# [Extracted information]
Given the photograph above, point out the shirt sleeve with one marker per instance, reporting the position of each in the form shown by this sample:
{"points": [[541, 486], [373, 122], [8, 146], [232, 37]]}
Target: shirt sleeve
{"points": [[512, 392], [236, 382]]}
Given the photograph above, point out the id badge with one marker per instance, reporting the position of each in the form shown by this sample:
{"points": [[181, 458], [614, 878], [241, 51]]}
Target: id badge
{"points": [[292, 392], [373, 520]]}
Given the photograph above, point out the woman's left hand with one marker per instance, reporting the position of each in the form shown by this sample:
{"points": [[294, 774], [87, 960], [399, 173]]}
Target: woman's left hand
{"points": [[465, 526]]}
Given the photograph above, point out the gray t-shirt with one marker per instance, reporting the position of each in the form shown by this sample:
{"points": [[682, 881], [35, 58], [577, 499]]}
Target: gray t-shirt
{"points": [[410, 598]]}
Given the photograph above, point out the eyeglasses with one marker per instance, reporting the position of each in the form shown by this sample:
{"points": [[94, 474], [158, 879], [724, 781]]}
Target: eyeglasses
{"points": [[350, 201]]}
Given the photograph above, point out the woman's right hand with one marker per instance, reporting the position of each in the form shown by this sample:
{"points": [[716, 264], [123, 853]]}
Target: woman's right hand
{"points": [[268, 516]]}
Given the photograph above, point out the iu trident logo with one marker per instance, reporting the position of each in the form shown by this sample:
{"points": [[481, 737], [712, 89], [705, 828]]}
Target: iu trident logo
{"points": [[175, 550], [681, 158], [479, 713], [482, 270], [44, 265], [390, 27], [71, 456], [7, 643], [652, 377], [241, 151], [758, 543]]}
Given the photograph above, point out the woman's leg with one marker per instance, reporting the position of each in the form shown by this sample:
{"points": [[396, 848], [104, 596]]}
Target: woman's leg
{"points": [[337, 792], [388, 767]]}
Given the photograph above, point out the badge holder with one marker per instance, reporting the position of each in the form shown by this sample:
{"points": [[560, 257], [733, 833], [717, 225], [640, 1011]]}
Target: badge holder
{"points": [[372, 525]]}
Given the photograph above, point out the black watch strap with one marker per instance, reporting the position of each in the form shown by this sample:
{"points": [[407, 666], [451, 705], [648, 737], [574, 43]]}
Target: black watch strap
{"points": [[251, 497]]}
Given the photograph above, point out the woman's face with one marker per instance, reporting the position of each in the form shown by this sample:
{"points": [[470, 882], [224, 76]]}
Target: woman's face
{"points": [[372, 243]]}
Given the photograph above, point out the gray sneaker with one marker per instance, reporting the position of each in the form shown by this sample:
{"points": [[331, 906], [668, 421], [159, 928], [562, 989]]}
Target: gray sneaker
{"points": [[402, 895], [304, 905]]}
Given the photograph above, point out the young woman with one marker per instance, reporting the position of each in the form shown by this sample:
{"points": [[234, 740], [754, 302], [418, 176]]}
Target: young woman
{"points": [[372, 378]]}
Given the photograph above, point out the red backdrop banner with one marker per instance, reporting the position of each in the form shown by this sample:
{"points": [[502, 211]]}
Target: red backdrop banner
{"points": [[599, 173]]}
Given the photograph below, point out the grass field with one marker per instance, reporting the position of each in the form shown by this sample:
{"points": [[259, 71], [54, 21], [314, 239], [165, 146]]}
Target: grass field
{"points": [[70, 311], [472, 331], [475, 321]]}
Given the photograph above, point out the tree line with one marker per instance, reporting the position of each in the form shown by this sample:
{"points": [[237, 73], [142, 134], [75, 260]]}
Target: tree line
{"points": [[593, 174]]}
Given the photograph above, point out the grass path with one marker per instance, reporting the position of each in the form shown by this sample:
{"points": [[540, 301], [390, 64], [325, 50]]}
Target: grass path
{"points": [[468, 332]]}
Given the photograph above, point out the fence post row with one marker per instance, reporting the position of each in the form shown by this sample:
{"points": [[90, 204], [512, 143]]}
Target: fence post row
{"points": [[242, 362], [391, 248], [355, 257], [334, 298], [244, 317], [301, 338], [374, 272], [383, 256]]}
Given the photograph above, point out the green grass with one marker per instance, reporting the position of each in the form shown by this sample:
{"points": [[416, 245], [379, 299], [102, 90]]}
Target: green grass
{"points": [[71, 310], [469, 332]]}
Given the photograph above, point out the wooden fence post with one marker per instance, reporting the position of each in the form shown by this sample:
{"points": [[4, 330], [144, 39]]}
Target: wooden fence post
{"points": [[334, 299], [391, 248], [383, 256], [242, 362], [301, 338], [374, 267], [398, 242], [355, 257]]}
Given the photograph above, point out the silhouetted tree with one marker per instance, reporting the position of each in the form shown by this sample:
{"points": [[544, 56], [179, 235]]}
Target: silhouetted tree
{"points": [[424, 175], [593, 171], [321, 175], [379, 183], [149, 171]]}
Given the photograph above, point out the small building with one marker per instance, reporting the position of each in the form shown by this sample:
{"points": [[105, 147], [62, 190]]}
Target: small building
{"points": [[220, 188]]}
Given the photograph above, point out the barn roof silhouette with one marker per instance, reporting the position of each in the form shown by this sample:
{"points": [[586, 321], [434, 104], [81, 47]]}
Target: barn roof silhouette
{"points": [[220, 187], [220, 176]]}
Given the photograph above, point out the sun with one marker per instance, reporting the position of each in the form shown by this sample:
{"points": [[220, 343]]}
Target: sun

# [Prompt]
Every entry must come back exactly as written above.

# [Task solution]
Given the photograph above, point out the shirt sleeve with one marker per instance, reporting the position of each in the form shown by this sample:
{"points": [[541, 486], [373, 122], [8, 146], [232, 37]]}
Target: shirt sleeve
{"points": [[512, 392], [236, 382]]}
Given the photograph above, point out the id badge with one marker per instance, reporting the position of each in the form shown by this sample:
{"points": [[181, 458], [614, 878], [241, 51]]}
Target: id badge
{"points": [[292, 392], [373, 520]]}
Given the photograph above, point out the woman's left hand with one marker per instance, reporting the position of each in the form shown by this sample:
{"points": [[294, 774], [87, 960], [399, 173]]}
Target: woman's left hand
{"points": [[465, 526]]}
Given the photograph above, point out the gray t-shirt with one marker per instance, reporting the position of each in the form shown by this sample:
{"points": [[682, 881], [35, 58], [577, 499]]}
Target: gray t-shirt
{"points": [[410, 598]]}
Given the photograph above, point out the eyeglasses with one marker per instance, reporting the position of each in the form shown by this sample:
{"points": [[94, 474], [158, 879], [724, 781]]}
Target: eyeglasses
{"points": [[350, 201]]}
Given the photograph above, point out the woman's right hand with one marker per instance, reporting the position of each in the form shown by this sample:
{"points": [[716, 264], [123, 853]]}
Target: woman's right hand
{"points": [[268, 516]]}
Given the photograph above, point out the iu trident logo with one marker per instance, reporting the position of each in the form shown by this sample:
{"points": [[481, 737], [712, 89], [705, 828]]}
Target: iu trident logo
{"points": [[175, 550], [681, 158], [479, 713], [482, 270], [44, 265], [390, 27], [71, 456], [7, 643], [652, 377], [241, 151], [758, 543]]}
Given the photograph above, point out the woman's leg with one marker per instance, reporting the position of each in the form shown by this sample:
{"points": [[396, 848], [104, 596]]}
Target: woman's leg
{"points": [[337, 792], [388, 767]]}
Given the photograph above, point out the badge holder with one marker per instance, reporting the position of each in the form shown by this sample:
{"points": [[560, 257], [733, 833], [717, 225], [640, 1011]]}
Target: badge holder
{"points": [[372, 525]]}
Given the photograph above, point out the black watch strap with one marker per instance, reporting the position of each in the form shown by this sample:
{"points": [[407, 666], [451, 705], [648, 737], [574, 43]]}
Target: black watch strap
{"points": [[251, 497]]}
Given the photograph above, point out the woman's face with one marker per instance, reporting the position of each in the form shown by this sample:
{"points": [[470, 882], [224, 76]]}
Target: woman's face
{"points": [[372, 243]]}
Given the photograph above, point out the gray sneaker with one marker per instance, reporting the position of each in the form shown by this sample:
{"points": [[331, 906], [668, 421], [159, 928], [562, 989]]}
Target: gray sneaker
{"points": [[402, 895], [304, 905]]}
Given the photograph above, point out the young woman with one marker per instance, reporting the position of each in the form shown by this sample:
{"points": [[234, 740], [754, 302], [418, 176]]}
Target: young woman
{"points": [[372, 378]]}
Given the photograph above, point out the red backdrop banner with one marker per instance, reporting the position of each in the form shown by this sample:
{"points": [[502, 211]]}
Target: red backdrop banner
{"points": [[599, 173]]}
Given the photograph below, point out the grass field with one marker per instance, reporting the position of each in the form shown by this sample:
{"points": [[259, 71], [54, 21], [314, 239], [165, 146]]}
Target: grass field
{"points": [[70, 311], [472, 331], [475, 321]]}
Given the photograph above, point out the tree line with one marker per instance, reporting the position of each in the form shown by this sample:
{"points": [[237, 73], [142, 134], [75, 260]]}
Target: tree line
{"points": [[593, 174]]}
Given the photograph above, point out the grass path with one marker per instance, reporting the position of each in the form shown by this sample:
{"points": [[540, 301], [390, 64], [325, 50]]}
Target: grass path
{"points": [[468, 332]]}
Given the photograph above, point out the fence post row with one marker per instance, reporting the position of each in the form shown by this sample:
{"points": [[90, 204], [512, 143]]}
Target: fence post row
{"points": [[242, 362], [391, 248], [355, 257], [334, 298], [244, 317], [301, 338], [374, 272], [383, 256]]}
Given the photograph above, point out the green grass with one marker per instance, reporting the position of each in the form shown by this sample:
{"points": [[416, 245], [379, 299], [102, 90]]}
Target: green grass
{"points": [[71, 310], [469, 332]]}
Given the photograph above, point out the wooden fence post with one marker per instance, reporting the position of each in the form shown by this sample:
{"points": [[4, 330], [144, 39]]}
Target: wooden fence post
{"points": [[334, 299], [391, 248], [383, 256], [242, 362], [301, 338], [374, 267], [398, 242], [355, 257]]}
Given the photograph above, point out the silhouetted tree with one marker per instance, reporting the position of each in the form shown by this sample:
{"points": [[544, 56], [179, 235]]}
Target: silhouetted tree
{"points": [[424, 175], [593, 171], [321, 175], [379, 183], [149, 171]]}
Given the photograph above, point out the small building with one marker per instance, reporting the position of each in the form shown by this sample:
{"points": [[105, 147], [62, 190]]}
Target: small building
{"points": [[220, 188]]}
Given the photograph above, point out the barn roof silhouette with one marker per instance, reporting the position of each in the form shown by this sample:
{"points": [[586, 321], [434, 104], [81, 47]]}
Target: barn roof silhouette
{"points": [[220, 187], [220, 176]]}
Given the photograph above, point out the sun with one marker per instance, reporting the position of each in the form shown by this sample:
{"points": [[220, 343]]}
Target: sun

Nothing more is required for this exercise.